→ Exercise requirements
A) In the Ruby file and directory methods text, which shell command is File.rename said to be equivalent to?
B) Reproduce the part of the Ruby file and directory methods text starting with "File.basename('/etc/hosts') # equivalent" and going on through "is a directory?".

→ Text segment

File Object Class Methods#
For most of the operations on the files you do not have to create an instance of File
object - the simpler way is to use one of the class methods and give a string with the filename as an argument. Here are the most used ones, the full list is available in the documentation: ri File
.
File.basename('/etc/hosts') # equivalent to basename command
#=> "hosts"
File.dirname('/etc/hosts') # equivalent to dirname command
#=> "/etc"
File.extname('hello_world.rb') # returns the file extention
#=> ".rb"
File.exists?('/etc/hosts') # file exists?
#=> true
File.file?('/etc/hosts') # file exists and is a file (not directory or socket)?
#=> true
File.directory?('/etc/hosts') # exists and is a directory?
#=> false
File.readable?('/etc/hosts') # file exists and is readable for the current user?
#=> true
File.writable?('/etc/hosts') # file exists and is writable?
#=> false
File.executable?('/etc/hosts') # file exists and is executable for the current user?
#=> false
File.ftype('/dev/tty') # file type, for example: 'file', 'directory', 'link' etc
#=> "characterSpecial" # see ri File::ftype for complete list
File.size('testfile') # returns file size in bytes
#=> 7
File.atime('/etc/passwd') # file last access time (returns Time object)
#=> 2013-10-15 13:33:56 +0200
File.mtime('/etc/passwd') # modification time
#=> 2013-10-23 10:48:46 +0200
File.ctime('/etc/passwd') # create time
#=> 2013-10-23 10:48:46 +0200
stat = File.stat('testfile') # creates File::Stat object with status information
#=> #<File::Stat dev=0x1000004, ino=25296715, mode=0100644, nlink=1, uid=506, gid=20, rdev=0x0, size=7, blksize=4096, blocks=8, atime=2014-07-17 14:08:43 +0200, mtime=2014-07-17 14:08:43 +0200, ctime=2014-07-17 14:08:43 +0200>
stat.uid # user id (integer number)
#=> 506
stat.gid # group id
#=> 20
stat.mode # file permissions - integer number
#=> 33188
stat.mode.to_s(8) # the same permissions converted to octal number
#=> "100644"
File.rename('testfile','renamed') # equivalent to mv command
#=> 0
File.delete('renamed') # equivalent to rm command
#=> 1
File.realpath('.') # returns absolute path of the given file or directory
#=> "/Users/turbo"
File.realpath('/etc') # and follows the symlinks
#=> "/private/etc"
Dir Object Class Methods#
The Dir
class represents the directory. The same as File
some of the commands are the class methods with directory name as the attribute:
Dir.chdir('/etc') # like cd command
#=> 0
Dir.pwd # the same as pwd command
#=> "/private/etc"

→ Data excerpt
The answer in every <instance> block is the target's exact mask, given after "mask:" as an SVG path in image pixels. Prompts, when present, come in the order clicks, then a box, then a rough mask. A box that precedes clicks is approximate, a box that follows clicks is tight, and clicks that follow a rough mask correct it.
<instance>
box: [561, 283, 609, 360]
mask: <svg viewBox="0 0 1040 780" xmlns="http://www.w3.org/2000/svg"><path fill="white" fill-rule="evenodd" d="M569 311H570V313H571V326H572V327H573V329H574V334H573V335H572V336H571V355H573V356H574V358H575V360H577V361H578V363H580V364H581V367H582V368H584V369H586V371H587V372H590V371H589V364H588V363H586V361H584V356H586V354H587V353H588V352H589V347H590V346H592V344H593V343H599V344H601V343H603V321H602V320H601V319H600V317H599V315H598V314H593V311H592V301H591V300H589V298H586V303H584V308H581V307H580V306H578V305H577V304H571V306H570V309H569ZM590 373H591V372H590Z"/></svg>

→ Outputs by task
A) The mv command.

B)
File.basename('/etc/hosts') # equivalent to basename command
#=> "hosts"
File.dirname('/etc/hosts') # equivalent to dirname command
#=> "/etc"
File.extname('hello_world.rb') # returns the file extention
#=> ".rb"
File.exists?('/etc/hosts') # file exists?
#=> true
File.file?('/etc/hosts') # file exists and is a file (not directory or socket)?
#=> true
File.directory?('/etc/hosts') # exists and is a directory?